*TAREFAS*:
(a) No trecho sobre o pragmatismo e Marina Silva, de qual partido Marina Silva anunciou a desfiliação?
(b) Transcreva fielmente a parte do trecho sobre o pragmatismo e Marina Silva que começa em "Charles Peirce, o" e vai até "as consequências possíveis.".
(c) Dê continuidade ao trecho sobre o pragmatismo e Marina Silva a partir da última frase apresentada.

*TRECHO PARA LEITURA*:

O pragmatismo considera que uma ideia é útil e necessária se tiver efeitos práticos e funcionais.
Charles Peirce, o terror dos estudantes de Comunicação, um dos pais da semiótica, junto com William James, foi quem dissecou: o significado de qualquer conceito é a soma de todas as consequências possíveis.
"O método pragmatista é de terminar discussões metafísicas, que de outro modo seriam intermináveis. O mundo é um ou muitos? Livre ou destinado? Material ou espiritual?", perguntava James, antevendo a náusea causada pelos existencialistas, que sangraram o sentido de essência e existência, tornando dolorida a vida de todos nós.
"Não é hora de ser pragmático, é hora de ser sonhático e de agir pelos nossos sonhos", disse Marina Silva, 20 milhões de votos na última eleição, ao anunciar a desfiliação ao PV.
"Estamos procurando metabolizar uma nova forma de fazer política. Não há ainda uma fórmula. As pessoas estão na expectativa, mas também estou. Não deve ser criada a ilusão da velha liderança."
Parece Lula no verão de 1980 no Colégio Sion, procurando angariar simpatia dos movimentos sociais e reunificar as esquerdas para o projeto utópico de um partido puro, fiel a seu programa, livre dos vícios da política partidária anterior.
Marina lembrou que, ao se candidatar em 2010, depois de largar o PT, pensava na criação de "um grande movimento", e que deveríamos "reinventar o futuro".
Confirmou que a experiência no PV serviu para sentir que o sistema político brasileiro está "empedernido" e sem capacidade de renovação.
O sistema partidário petrificado é fruto de uma esperteza do general Golbery do Couto e Silva, o mentor da ditadura brasileira, que ao ver ameaçada a liderança do partido governista, Arena, num sistema bipartidário artificial, extinguiu os dois partidos de então e liberou o registro de novos.
O resultado é que, segundo o TSE, têm registro os manjados PMDB, PSDB, PTB e seu racha PDT, o PT, fundado no Colégio Sion, e seus rachas PSOL e PSTU, o DEM e o PP, o PCB e seus rachas PCdoB e PPS, PSB, PCO e PV.

*REGISTROS*:

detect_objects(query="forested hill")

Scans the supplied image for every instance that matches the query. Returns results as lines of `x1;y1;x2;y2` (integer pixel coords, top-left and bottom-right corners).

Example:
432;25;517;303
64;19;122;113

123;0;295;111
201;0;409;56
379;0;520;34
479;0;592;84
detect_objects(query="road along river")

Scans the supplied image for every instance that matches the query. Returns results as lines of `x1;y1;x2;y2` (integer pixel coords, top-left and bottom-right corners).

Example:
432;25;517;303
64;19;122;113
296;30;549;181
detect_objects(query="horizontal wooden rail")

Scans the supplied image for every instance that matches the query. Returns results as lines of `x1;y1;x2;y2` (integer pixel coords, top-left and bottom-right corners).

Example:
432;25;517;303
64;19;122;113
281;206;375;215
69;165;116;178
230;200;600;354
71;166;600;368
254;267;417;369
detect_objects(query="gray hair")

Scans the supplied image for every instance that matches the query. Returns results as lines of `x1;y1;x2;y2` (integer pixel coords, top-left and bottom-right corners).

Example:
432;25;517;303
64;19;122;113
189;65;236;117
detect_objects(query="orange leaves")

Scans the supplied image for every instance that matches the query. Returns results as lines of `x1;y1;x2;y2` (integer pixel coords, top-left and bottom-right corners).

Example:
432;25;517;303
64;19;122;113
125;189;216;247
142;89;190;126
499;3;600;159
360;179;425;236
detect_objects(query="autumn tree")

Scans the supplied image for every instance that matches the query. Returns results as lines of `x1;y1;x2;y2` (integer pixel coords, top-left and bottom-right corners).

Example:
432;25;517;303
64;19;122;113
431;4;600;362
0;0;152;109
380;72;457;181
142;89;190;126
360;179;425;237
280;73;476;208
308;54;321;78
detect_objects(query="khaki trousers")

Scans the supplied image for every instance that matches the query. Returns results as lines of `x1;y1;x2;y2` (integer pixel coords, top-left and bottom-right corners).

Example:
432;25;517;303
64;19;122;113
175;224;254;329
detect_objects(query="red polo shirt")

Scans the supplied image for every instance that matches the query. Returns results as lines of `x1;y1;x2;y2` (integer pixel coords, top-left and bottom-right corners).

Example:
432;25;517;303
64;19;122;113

*RESPOSTAS POR TAREFA*:
(a) Do PV.

(b)
Charles Peirce, o terror dos estudantes de Comunicação, um dos pais da semiótica, junto com William James, foi quem dissecou: o significado de qualquer conceito é a soma de todas as consequências possíveis.

(c)
Também tem registro: PTC (Partido Trabalhista Cristão), PSC (Partido Social Cristão), PMN (Partido da Mobilização Nacional), PRP (Partido Republicano Progressista), PTdoB (Partido Trabalhista do Brasil), PRTB (Partido Renovador Trabalhista Brasileiro), PHS (Partido Humanista da Solidariedade), PSDC (Partido Social Democrata Cristão), PTN (Partido Trabalhista Nacional), PSL (Partido Social Liberal), PRB (Partido Republicano Brasileiro), PSD (Partido Social Democrático).
E o que agora não sai das páginas policiais, o PR (Partido da República).
Suas causas se dividem em trabalhismo centrismo, participativo e populista, conservadorismo liberal, democracia cristã, sincretismo, liberalismo social, humanismo, trotskismo, comunismo marxista-leninista, socialismo, ambientalismo e "distributismo" (PHS), filosofia econômica defendida por pensadores católicos, que prega que os meios de produção devem ser amplamente distribuídos.
São os termos que regem seus programas. Sem contar os que seguem salmos evangélicos e cristãos.
Escândalos políticos e a propaganda eleitoral gratuita captada por um zapping casual dão pistas de quem faz parte da base aliada, reparte o bolo, sorri nas fotos, administra correios, aeroportos, portos, estradas, agências reguladoras, serviços essenciais.
Sim, era o PR que tomava conta do Dnit, órgão fundamental para o crescimento do País e a manutenção das nossas estradas e vidas. Desvios de verbas foram detectados. O ministro dos Transportes, exonerado.
Continua na mão do PR, ainda, a fatia bilionária do bolo, para o bem da governabilidade.
"O ideal que move as pessoas para melhorar o mundo em que vivem, e onde no futuro outros irão viver, deve estar na popa e não na proa, a nos impulsionar para o futuro", defende Marina.
Mas o que todos se perguntam é se será Alice Braga ou Dira Paes a escolhida para interpretá-la no filme de Sandra Werneck (já fizeram testes), e se ela se filiará a outro partido.
Há os com registro em TREs estaduais, que aguardam o do TSE, como o Partido da Transformação Social (PTS), Partido Ecológico Nacional (PEN), Partido Federalista (PF), Partido Humanista do Brasil (PHB), Partido Pátria Livre (PPL).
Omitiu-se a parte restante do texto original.